◆ Work request:
From the first line to the last, print the data exactly as it appears.

Start of Input material

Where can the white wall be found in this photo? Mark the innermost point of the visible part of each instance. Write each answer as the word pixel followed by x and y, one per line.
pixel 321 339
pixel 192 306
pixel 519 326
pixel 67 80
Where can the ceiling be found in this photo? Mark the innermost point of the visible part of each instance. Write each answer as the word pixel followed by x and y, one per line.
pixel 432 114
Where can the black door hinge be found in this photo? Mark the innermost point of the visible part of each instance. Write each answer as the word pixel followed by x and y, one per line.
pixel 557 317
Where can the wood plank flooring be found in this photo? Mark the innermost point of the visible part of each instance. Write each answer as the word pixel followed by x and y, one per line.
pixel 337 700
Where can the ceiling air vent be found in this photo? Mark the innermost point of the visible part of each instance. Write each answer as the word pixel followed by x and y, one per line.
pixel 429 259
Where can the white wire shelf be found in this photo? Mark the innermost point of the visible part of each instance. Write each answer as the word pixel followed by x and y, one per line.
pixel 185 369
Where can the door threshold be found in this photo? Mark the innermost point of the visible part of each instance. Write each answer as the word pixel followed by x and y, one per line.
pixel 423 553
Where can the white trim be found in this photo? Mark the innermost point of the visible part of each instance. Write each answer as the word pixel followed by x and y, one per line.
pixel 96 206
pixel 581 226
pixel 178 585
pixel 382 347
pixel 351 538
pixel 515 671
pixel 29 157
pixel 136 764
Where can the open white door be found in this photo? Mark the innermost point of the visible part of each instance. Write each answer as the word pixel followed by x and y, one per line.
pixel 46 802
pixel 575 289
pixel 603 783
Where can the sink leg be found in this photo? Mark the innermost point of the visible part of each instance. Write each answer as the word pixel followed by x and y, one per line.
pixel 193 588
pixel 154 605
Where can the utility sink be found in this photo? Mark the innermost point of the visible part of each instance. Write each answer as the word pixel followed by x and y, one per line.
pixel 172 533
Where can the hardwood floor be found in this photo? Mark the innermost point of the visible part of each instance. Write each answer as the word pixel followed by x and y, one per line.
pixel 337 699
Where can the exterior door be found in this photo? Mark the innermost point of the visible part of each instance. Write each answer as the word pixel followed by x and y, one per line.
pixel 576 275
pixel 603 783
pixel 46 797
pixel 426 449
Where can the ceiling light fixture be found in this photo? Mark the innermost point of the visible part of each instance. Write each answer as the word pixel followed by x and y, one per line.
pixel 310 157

End of Input material

◆ Result of this exercise:
Where can the white wall be found in this photo? Mark the innermost point of the visible part of each instance. Write each answer as the word pixel followed by x and y, one per line.
pixel 321 339
pixel 192 306
pixel 519 326
pixel 67 80
Where can the ceiling be found in this photo? Mark the innermost point of the visible part of each instance. Write each answer as the word pixel followed by x and y, one per line.
pixel 432 114
Where can the black door hinge be found in this photo? Mark the innermost point of the visible part of each instance. Write each answer as the word pixel followed by x and y, one per line.
pixel 557 317
Where can the wood plank flooring be found in this photo? Mark the innermost point of the visible part of each instance. Write each answer as the word pixel followed by x and y, one per line.
pixel 337 700
Where can the ceiling air vent be found in this photo? Mark the innermost point of the visible part of each instance. Write each answer as the word pixel followed by x and y, one per line.
pixel 429 259
Where can the white wire shelf be found in this photo? Mark the innermost point of the visible part of each instance. Write each answer as the word pixel followed by x and y, one per line.
pixel 185 369
Where can the door threshold be found in this photo? Mark the innermost point of the visible part of each instance. Write each answer as the word pixel followed by x and y, one per line.
pixel 423 553
Where can the white trim be found in this photo? Mark the innermost point of the visible part of each instance. Write each answer as the word pixel followed by x and y, one per line.
pixel 96 206
pixel 581 226
pixel 178 585
pixel 382 347
pixel 351 538
pixel 515 671
pixel 29 157
pixel 136 764
Where can the open white door be found in this photo? Mark the innermost point of the visible part of each instance. Write each answer as the word pixel followed by x and y, one per line.
pixel 46 802
pixel 575 289
pixel 603 783
Where can the sink leg be found in this photo? Mark the innermost point of the visible part of each instance. Write each answer as the word pixel followed by x and y, one per line.
pixel 193 588
pixel 154 605
Where can the utility sink be found in this photo? Mark the innermost point of the visible part of each instance. Write each answer as the word pixel followed by x and y, one per line.
pixel 172 533
Where can the hardwood floor be found in this photo? Mark the innermost point of the visible part of each instance. Write each answer as the word pixel followed by x and y, one per line.
pixel 337 699
Where can the exterior door be found in this photo? Mark the innermost point of the visible part of each instance. Write each answer as the word pixel followed by x and y, one per line.
pixel 576 275
pixel 603 783
pixel 46 797
pixel 426 449
Where can the ceiling light fixture be found in this photo? Mark the innermost point of the visible part of each instance. Write each answer as the word pixel followed by x and y, one per line.
pixel 310 157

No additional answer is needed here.